STATED PROBLEM:
Write out the listing below in full and exactly, leaving out every picture.

Stored dataset items:
----

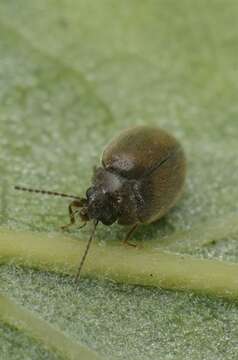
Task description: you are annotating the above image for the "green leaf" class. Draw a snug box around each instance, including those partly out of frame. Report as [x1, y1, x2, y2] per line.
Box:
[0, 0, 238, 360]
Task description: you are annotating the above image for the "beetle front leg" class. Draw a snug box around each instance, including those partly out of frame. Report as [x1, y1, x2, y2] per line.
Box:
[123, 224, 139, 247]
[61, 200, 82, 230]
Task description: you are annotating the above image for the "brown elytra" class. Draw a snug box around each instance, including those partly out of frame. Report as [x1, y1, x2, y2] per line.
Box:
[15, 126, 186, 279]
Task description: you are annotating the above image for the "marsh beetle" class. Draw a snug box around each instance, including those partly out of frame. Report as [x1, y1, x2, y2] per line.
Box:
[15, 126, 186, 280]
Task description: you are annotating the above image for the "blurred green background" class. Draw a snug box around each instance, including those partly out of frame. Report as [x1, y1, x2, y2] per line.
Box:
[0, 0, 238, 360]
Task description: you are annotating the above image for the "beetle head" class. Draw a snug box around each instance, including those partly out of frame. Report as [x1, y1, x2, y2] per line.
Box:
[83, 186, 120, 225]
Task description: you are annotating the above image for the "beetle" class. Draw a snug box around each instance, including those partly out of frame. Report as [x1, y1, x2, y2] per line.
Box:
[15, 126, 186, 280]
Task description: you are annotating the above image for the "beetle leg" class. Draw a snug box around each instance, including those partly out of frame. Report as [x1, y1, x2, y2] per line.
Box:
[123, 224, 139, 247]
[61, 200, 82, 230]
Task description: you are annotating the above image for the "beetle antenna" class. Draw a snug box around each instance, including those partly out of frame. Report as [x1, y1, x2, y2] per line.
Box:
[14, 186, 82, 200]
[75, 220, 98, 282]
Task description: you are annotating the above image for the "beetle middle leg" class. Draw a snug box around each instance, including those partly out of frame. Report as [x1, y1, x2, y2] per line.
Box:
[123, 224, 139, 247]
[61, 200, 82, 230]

----

RIGHT ANSWER:
Task description: you are annotating the above image for the "green leaf" class. Draw a snug box around each instance, including those partly out of frame. Report as [x1, y1, x2, y2] per line.
Box:
[0, 0, 238, 360]
Task description: you are annotating the above image for the "beetle front leg" class. Draw a snug box around each instance, including those partly out of frame. Report as [x1, y1, x2, y2] per line.
Box:
[123, 224, 139, 247]
[61, 200, 82, 230]
Task description: you are annotating the above image for the "brown elytra" class. Draw a snug box around each instance, including those partly out of frame. Report as [x1, y1, x2, y2] per line.
Box:
[15, 126, 186, 279]
Task description: you are annotating the above image for the "marsh beetle" class. Draw a snug box around each instance, including those partly out of frame. Report as [x1, y1, x2, y2] per line.
Box:
[15, 126, 186, 280]
Task description: you are annotating the above image for the "blurred green background" class. Draw a snug box around each instance, including those partly out of frame. Report as [x1, y1, x2, y2] per line.
Box:
[0, 0, 238, 360]
Task description: you are annotating the above image for the "beetle head" class. Draw a snug box around each instance, including those partly out of frame. Report as [x1, y1, x2, y2] per line.
Box:
[83, 186, 120, 225]
Task description: you are annotating the above image for the "beetle" class. Draw a snug box around each instance, including those partly out of frame. Report as [x1, y1, x2, y2] per line.
Box:
[15, 126, 186, 280]
Task description: you are annotating the above image for the "beetle leg" class. Draw a snug box around each instance, including those partly out of frame. Report as [x1, y1, x2, y2] per line.
Box:
[123, 224, 139, 247]
[61, 200, 82, 230]
Task description: you are annotating the above image for the "beetle antenna" class. Draw a snug box around each instance, including those partly out of frame. Report as [x1, y1, x2, y2] per line.
Box:
[14, 186, 82, 200]
[75, 220, 98, 282]
Task description: you are annotating the above image for the "beetle middle leg" class. Draw a snug box around each instance, including those partly out of frame. Report as [x1, y1, x2, y2] per line.
Box:
[123, 224, 139, 247]
[61, 200, 82, 230]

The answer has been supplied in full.